— ABOUT THIS TASK —
Provide again, from the entries below, every line from the one containing "TARGET: short dark hair" through the one containing "POINT: one per instance on the window pane", exactly as written, and no other line.

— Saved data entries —
*** Block opens ***
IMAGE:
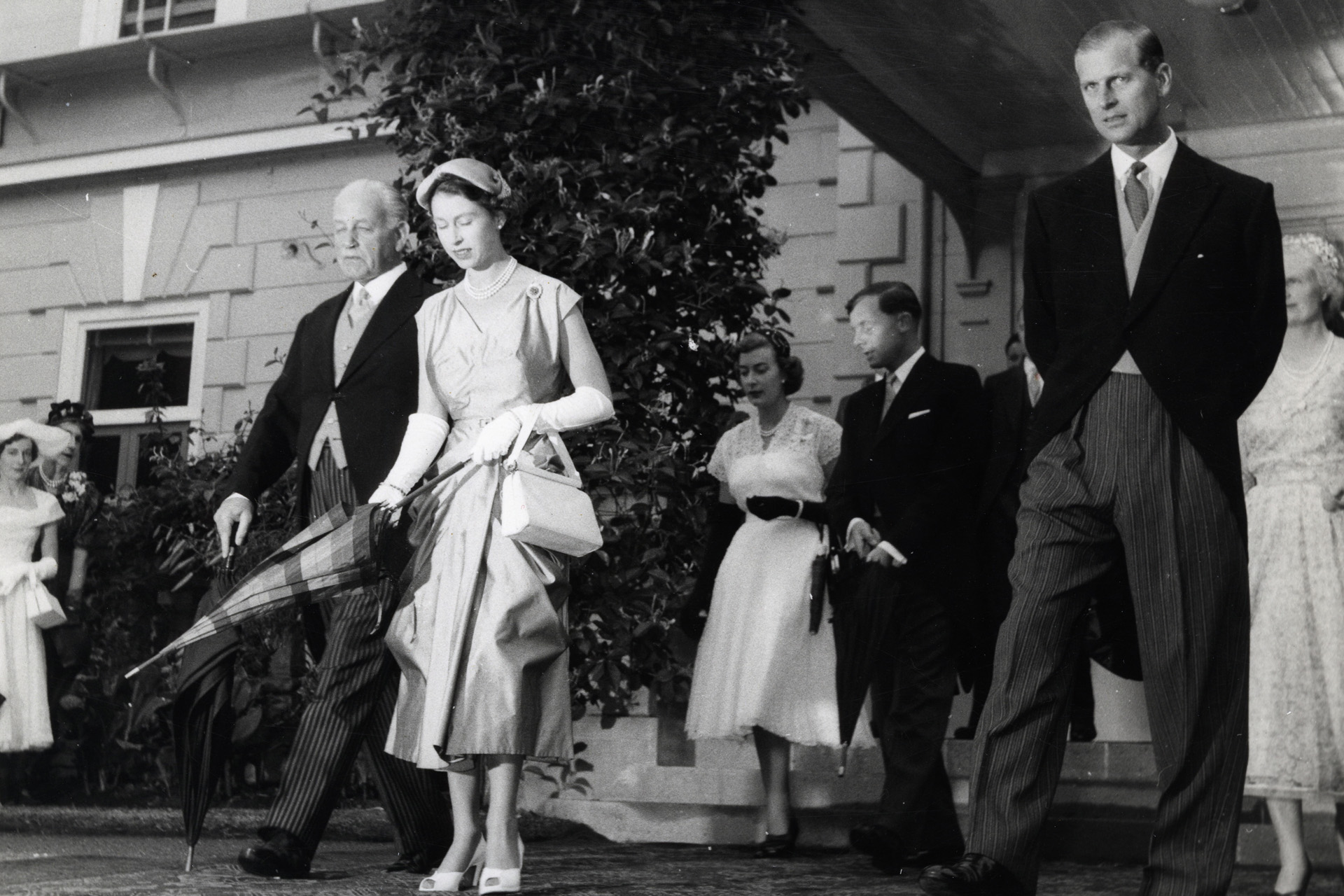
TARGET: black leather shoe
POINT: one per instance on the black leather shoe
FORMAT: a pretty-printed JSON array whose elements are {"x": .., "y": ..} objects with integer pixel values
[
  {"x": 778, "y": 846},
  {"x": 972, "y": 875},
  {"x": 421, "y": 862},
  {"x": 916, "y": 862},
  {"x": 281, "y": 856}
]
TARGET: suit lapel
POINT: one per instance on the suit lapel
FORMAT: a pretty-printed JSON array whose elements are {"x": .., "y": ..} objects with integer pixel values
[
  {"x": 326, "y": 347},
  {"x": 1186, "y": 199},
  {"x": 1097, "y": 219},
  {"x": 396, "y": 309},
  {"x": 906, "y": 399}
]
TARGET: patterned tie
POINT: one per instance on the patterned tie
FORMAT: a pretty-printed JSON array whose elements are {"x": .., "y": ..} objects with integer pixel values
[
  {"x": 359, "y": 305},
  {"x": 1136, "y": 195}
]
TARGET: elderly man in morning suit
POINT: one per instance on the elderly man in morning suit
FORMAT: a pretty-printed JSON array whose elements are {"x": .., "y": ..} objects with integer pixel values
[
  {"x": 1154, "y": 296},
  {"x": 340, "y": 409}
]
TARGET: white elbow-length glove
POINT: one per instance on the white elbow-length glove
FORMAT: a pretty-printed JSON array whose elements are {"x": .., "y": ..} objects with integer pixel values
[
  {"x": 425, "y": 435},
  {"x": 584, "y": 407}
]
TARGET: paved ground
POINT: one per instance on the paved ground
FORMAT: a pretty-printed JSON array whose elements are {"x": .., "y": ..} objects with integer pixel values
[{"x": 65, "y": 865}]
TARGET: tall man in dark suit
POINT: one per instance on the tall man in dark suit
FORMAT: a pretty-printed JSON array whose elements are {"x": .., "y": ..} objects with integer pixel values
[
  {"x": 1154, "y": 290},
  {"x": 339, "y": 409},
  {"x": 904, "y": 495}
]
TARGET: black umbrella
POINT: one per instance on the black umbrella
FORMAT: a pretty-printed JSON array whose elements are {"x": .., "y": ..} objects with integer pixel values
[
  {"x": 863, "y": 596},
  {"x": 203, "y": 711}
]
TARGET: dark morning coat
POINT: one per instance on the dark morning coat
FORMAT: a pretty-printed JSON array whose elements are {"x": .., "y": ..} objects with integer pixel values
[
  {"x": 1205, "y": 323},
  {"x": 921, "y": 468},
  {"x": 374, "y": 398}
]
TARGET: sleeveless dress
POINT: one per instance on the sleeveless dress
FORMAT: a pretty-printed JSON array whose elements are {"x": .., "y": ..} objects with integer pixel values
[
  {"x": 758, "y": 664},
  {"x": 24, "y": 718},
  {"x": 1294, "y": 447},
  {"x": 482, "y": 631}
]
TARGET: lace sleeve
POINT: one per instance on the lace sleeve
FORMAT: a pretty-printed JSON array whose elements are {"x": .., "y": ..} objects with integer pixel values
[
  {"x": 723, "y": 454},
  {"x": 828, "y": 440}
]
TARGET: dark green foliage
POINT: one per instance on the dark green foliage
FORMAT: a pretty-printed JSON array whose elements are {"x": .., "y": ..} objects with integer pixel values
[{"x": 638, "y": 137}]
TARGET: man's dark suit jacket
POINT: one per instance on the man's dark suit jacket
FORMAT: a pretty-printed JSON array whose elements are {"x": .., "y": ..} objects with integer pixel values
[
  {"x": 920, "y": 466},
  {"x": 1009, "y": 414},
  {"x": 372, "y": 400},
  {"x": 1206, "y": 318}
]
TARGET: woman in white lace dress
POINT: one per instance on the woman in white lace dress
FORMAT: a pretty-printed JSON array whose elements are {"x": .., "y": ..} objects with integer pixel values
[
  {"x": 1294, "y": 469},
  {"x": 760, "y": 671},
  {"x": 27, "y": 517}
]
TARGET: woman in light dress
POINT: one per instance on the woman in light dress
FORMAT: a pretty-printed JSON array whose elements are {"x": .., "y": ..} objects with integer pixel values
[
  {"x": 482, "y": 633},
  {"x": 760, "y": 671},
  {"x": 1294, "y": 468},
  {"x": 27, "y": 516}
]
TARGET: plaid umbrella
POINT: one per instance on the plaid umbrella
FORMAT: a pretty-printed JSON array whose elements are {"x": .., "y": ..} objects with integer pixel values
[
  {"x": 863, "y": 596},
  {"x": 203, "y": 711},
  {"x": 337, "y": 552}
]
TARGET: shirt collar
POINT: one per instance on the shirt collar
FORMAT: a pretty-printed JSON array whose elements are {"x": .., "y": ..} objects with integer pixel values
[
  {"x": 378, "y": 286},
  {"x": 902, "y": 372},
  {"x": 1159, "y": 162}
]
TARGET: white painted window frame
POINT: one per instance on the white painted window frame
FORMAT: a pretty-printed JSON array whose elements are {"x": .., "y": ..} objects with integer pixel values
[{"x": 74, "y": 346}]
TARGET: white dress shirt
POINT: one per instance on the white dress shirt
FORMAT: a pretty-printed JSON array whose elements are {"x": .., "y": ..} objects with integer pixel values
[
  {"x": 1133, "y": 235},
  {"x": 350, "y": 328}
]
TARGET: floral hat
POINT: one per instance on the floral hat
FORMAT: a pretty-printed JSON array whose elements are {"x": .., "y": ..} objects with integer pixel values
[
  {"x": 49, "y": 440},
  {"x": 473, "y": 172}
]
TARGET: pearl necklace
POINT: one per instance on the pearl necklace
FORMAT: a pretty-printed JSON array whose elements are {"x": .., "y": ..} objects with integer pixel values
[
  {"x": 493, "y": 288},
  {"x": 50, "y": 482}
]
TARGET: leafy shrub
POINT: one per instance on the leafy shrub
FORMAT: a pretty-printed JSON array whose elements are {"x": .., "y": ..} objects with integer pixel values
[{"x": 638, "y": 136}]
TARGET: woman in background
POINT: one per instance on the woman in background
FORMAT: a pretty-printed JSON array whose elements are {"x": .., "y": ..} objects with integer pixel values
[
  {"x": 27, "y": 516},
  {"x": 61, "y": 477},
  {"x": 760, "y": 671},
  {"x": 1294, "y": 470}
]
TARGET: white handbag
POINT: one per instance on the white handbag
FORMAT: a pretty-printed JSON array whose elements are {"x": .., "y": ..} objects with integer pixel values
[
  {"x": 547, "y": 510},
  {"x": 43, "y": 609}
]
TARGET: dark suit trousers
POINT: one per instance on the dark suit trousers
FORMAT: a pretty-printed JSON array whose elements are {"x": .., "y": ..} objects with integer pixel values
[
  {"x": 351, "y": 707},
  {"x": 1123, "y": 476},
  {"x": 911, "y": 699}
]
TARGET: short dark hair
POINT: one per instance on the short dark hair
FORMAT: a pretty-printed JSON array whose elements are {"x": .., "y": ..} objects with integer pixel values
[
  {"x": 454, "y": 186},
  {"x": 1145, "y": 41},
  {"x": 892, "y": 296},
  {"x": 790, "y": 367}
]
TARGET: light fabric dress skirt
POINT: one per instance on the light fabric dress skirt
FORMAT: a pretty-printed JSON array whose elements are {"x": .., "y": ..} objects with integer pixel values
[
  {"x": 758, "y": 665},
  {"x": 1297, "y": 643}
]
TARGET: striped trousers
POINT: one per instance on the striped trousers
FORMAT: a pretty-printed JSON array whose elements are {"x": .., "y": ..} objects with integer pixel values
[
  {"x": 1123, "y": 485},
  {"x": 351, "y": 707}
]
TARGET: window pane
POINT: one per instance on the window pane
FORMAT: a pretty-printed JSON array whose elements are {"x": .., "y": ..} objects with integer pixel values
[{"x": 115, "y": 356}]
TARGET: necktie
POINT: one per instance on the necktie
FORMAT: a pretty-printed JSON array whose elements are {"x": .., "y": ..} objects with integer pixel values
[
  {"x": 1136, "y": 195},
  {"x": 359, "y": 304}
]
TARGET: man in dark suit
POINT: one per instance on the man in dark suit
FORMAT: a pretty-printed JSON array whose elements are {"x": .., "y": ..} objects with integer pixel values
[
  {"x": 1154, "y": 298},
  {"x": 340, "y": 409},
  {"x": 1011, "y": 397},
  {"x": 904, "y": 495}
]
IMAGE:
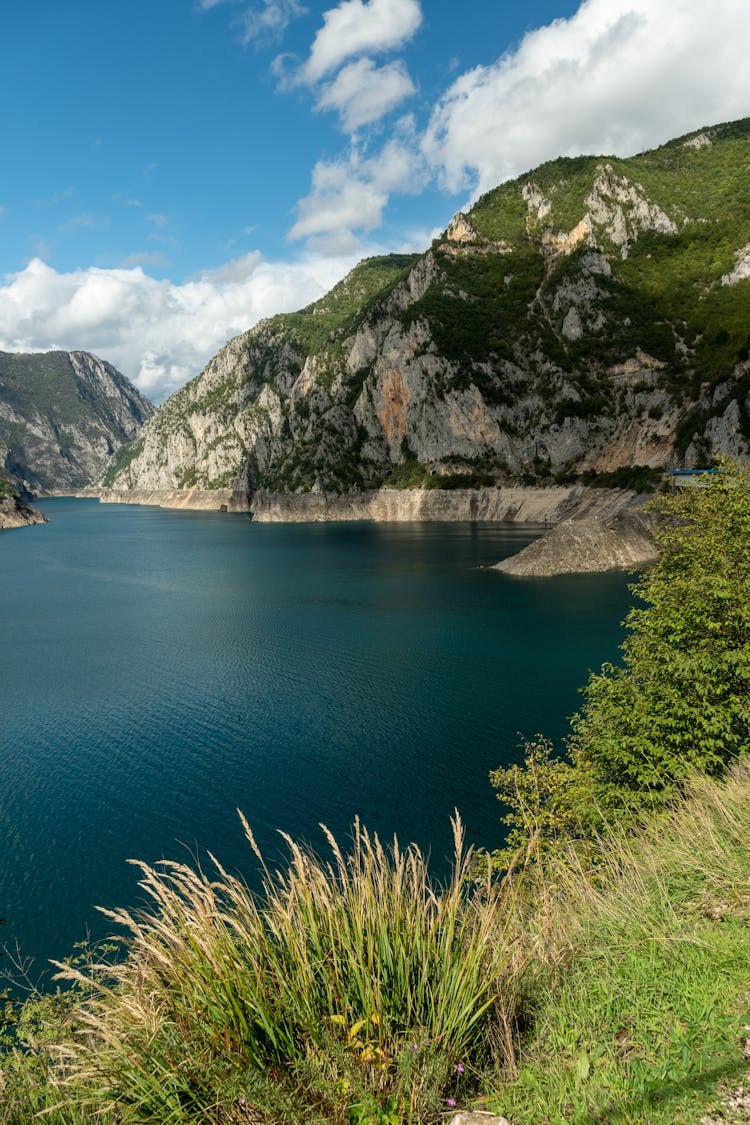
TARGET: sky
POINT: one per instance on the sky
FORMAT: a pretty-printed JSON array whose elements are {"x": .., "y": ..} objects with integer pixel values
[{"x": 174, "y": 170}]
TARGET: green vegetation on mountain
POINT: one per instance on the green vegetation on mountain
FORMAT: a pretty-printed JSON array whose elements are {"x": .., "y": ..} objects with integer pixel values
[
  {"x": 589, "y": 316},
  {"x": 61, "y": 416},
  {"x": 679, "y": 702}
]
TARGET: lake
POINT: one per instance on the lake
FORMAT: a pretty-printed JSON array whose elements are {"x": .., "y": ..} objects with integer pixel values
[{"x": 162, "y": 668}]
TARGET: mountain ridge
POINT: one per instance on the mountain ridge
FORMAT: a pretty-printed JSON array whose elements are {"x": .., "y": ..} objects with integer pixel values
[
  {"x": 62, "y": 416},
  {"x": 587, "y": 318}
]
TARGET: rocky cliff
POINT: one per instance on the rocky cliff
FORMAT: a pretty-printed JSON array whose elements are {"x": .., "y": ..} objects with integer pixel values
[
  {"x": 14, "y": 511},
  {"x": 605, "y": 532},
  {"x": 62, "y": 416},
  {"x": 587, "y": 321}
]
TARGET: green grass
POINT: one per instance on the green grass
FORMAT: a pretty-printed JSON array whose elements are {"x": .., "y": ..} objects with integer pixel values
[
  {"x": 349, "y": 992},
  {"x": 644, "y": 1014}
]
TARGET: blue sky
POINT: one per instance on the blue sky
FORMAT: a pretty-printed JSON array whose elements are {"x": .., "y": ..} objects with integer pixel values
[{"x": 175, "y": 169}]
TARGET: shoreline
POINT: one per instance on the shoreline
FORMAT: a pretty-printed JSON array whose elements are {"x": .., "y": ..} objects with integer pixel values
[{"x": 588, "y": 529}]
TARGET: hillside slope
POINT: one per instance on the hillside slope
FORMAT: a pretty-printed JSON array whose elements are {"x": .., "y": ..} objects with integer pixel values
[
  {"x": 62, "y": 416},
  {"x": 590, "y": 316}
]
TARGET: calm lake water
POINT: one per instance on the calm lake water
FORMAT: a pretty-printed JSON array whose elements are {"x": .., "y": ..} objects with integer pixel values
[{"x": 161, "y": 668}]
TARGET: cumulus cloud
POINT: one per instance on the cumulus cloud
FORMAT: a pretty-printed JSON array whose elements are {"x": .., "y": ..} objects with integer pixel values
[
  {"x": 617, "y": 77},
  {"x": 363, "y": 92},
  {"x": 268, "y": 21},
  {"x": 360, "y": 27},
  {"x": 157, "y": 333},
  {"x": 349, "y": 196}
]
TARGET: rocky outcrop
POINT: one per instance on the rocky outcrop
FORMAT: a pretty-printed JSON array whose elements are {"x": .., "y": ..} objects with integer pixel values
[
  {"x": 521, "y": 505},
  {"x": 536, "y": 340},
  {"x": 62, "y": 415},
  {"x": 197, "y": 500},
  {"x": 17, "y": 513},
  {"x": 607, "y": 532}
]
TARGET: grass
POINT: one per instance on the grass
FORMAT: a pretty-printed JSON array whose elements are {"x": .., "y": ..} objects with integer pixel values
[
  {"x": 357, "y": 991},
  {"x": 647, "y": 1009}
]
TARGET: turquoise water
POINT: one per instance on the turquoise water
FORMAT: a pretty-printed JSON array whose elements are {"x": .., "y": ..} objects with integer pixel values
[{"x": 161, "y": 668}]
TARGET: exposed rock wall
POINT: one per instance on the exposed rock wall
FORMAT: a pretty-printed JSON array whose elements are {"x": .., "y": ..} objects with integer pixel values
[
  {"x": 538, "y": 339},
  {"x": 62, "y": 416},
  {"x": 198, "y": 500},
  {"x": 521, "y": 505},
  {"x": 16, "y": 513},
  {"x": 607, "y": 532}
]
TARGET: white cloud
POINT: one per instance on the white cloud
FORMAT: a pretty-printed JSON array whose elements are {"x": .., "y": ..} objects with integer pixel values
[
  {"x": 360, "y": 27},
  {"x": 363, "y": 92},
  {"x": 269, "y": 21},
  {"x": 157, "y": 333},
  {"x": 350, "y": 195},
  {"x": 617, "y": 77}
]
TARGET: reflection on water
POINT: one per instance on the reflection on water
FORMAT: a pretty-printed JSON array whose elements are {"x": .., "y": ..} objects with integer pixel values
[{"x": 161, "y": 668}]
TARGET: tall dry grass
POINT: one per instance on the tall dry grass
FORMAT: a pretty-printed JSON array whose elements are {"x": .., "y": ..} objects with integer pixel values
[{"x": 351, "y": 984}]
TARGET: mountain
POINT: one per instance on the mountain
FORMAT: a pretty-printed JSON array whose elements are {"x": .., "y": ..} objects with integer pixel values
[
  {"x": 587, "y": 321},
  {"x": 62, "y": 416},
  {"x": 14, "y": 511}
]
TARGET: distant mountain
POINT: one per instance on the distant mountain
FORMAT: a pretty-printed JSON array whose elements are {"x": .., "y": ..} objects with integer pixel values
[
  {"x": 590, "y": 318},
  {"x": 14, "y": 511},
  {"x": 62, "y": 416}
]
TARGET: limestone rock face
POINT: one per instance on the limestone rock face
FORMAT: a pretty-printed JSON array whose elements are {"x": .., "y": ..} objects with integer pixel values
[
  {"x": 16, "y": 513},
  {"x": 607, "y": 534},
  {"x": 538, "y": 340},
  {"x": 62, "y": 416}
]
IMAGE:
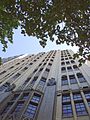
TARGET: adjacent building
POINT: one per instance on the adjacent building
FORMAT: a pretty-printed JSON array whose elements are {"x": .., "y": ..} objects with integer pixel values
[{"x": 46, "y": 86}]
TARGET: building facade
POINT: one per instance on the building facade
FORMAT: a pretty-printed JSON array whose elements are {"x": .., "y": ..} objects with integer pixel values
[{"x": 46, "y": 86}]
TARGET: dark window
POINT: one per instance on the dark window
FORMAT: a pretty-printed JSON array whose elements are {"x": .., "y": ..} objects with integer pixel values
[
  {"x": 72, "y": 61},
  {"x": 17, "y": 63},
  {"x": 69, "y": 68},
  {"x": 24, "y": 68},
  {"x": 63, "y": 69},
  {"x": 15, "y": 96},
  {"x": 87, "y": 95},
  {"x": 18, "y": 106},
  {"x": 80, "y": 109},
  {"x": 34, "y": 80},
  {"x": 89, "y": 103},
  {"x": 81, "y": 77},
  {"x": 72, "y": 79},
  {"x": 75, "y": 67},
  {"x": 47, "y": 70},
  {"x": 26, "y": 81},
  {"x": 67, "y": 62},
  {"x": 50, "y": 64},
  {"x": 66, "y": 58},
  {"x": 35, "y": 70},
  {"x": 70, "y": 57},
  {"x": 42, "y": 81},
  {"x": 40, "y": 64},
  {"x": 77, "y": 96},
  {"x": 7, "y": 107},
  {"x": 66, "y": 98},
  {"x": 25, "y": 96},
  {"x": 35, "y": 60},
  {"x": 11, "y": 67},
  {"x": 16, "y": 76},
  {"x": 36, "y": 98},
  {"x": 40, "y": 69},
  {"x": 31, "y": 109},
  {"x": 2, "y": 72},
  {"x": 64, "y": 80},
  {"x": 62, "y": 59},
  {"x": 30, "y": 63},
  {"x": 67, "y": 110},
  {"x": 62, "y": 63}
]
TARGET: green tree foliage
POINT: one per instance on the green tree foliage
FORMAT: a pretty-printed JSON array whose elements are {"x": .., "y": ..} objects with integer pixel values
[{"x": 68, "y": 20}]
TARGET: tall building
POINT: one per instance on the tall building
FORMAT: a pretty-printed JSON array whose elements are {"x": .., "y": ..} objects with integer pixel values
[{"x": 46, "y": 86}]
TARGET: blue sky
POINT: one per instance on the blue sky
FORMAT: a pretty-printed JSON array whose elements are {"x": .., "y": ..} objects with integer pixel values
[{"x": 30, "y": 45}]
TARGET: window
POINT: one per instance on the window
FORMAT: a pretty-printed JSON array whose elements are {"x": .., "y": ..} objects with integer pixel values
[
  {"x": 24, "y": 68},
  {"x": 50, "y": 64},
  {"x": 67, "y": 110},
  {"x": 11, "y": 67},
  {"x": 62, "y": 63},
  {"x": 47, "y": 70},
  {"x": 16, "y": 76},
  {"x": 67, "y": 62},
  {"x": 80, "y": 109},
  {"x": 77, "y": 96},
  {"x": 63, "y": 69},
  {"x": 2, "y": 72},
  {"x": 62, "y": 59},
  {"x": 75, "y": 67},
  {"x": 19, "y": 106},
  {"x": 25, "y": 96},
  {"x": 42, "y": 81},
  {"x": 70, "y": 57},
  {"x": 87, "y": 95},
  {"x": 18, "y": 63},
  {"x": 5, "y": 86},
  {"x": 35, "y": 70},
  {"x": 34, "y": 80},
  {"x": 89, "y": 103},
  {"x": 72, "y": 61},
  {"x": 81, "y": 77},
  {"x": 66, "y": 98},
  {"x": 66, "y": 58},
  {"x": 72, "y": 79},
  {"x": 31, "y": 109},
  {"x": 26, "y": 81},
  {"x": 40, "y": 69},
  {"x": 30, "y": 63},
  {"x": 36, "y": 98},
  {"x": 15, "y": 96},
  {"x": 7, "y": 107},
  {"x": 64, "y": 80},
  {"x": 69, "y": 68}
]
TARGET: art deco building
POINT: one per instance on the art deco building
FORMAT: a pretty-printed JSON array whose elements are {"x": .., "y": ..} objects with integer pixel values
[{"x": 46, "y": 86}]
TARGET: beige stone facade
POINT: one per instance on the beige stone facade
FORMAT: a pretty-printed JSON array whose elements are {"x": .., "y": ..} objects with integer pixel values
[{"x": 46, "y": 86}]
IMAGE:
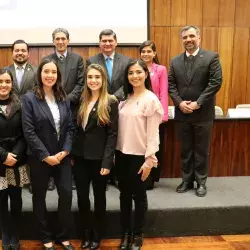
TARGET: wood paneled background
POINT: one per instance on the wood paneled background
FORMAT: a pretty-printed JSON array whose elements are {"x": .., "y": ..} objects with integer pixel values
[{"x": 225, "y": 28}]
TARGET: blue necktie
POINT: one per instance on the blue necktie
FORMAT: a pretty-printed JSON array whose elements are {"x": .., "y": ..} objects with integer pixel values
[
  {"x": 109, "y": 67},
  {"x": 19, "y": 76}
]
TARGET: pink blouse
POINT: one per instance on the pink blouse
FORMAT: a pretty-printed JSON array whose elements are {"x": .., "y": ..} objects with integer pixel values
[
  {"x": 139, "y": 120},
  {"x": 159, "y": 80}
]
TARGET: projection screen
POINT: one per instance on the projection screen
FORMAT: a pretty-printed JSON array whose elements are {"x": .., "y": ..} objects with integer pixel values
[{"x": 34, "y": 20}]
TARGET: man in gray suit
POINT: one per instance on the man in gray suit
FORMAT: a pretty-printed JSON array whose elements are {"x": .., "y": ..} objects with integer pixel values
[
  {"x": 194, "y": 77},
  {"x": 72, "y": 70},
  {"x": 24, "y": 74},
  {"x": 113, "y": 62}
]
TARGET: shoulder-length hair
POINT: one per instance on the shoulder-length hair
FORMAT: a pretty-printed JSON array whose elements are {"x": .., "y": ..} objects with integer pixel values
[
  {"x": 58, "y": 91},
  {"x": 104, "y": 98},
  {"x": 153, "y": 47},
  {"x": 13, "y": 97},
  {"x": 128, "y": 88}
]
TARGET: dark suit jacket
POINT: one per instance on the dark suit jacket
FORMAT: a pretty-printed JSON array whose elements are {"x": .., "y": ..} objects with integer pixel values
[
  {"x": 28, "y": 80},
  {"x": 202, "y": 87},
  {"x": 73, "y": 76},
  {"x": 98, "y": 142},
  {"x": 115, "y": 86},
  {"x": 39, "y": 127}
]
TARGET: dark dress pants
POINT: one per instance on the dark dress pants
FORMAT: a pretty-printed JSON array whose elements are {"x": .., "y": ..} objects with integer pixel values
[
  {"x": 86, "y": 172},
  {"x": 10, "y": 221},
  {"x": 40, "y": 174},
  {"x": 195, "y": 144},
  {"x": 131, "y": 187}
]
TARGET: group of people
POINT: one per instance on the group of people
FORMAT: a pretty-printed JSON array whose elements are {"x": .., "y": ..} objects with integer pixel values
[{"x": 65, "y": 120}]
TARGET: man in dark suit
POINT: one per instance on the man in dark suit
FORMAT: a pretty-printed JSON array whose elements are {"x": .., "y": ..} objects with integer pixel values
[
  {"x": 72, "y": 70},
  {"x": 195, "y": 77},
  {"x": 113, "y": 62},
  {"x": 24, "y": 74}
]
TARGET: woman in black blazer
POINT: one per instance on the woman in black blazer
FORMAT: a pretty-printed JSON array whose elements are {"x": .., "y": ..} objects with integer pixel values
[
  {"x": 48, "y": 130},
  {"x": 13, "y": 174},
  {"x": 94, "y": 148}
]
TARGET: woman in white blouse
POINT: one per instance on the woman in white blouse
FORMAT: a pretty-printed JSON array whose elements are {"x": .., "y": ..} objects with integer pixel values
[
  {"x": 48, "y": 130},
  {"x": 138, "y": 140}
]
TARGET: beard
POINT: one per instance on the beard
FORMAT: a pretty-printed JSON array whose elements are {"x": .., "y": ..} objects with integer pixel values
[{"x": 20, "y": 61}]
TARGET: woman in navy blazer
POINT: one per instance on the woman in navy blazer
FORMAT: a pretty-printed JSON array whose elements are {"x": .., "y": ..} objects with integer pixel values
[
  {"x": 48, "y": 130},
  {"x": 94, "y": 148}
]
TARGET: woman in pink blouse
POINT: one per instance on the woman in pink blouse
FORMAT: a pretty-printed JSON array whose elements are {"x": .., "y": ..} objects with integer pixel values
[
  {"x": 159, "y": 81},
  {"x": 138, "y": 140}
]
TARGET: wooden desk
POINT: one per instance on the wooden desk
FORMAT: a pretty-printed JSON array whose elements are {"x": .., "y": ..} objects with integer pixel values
*** Block closes ***
— ANSWER TO THIS EXERCISE —
TARGET: short dark hair
POINT: one per instance on the short dark hair
FORMAT: a pretty-printed JSON array whose elements are {"x": .., "y": ..} objects with integer pixel values
[
  {"x": 454, "y": 186},
  {"x": 1145, "y": 41},
  {"x": 892, "y": 296},
  {"x": 790, "y": 367}
]
TARGET: light fabric dress skirt
POINT: one per instance on the light fabric dress skirt
FORMAT: a pretty-printed JSON array whose elements are {"x": .., "y": ..} objects with integer pixel values
[
  {"x": 758, "y": 665},
  {"x": 1297, "y": 643}
]
TARGET: striped trousers
POINT: one per instance on the striped trousers
FORMAT: a pretty-printed JSON array whose elements are {"x": .., "y": ..} objects with integer pixel values
[
  {"x": 1123, "y": 485},
  {"x": 351, "y": 707}
]
TARGET: window pane
POINT: one per instance on the window pane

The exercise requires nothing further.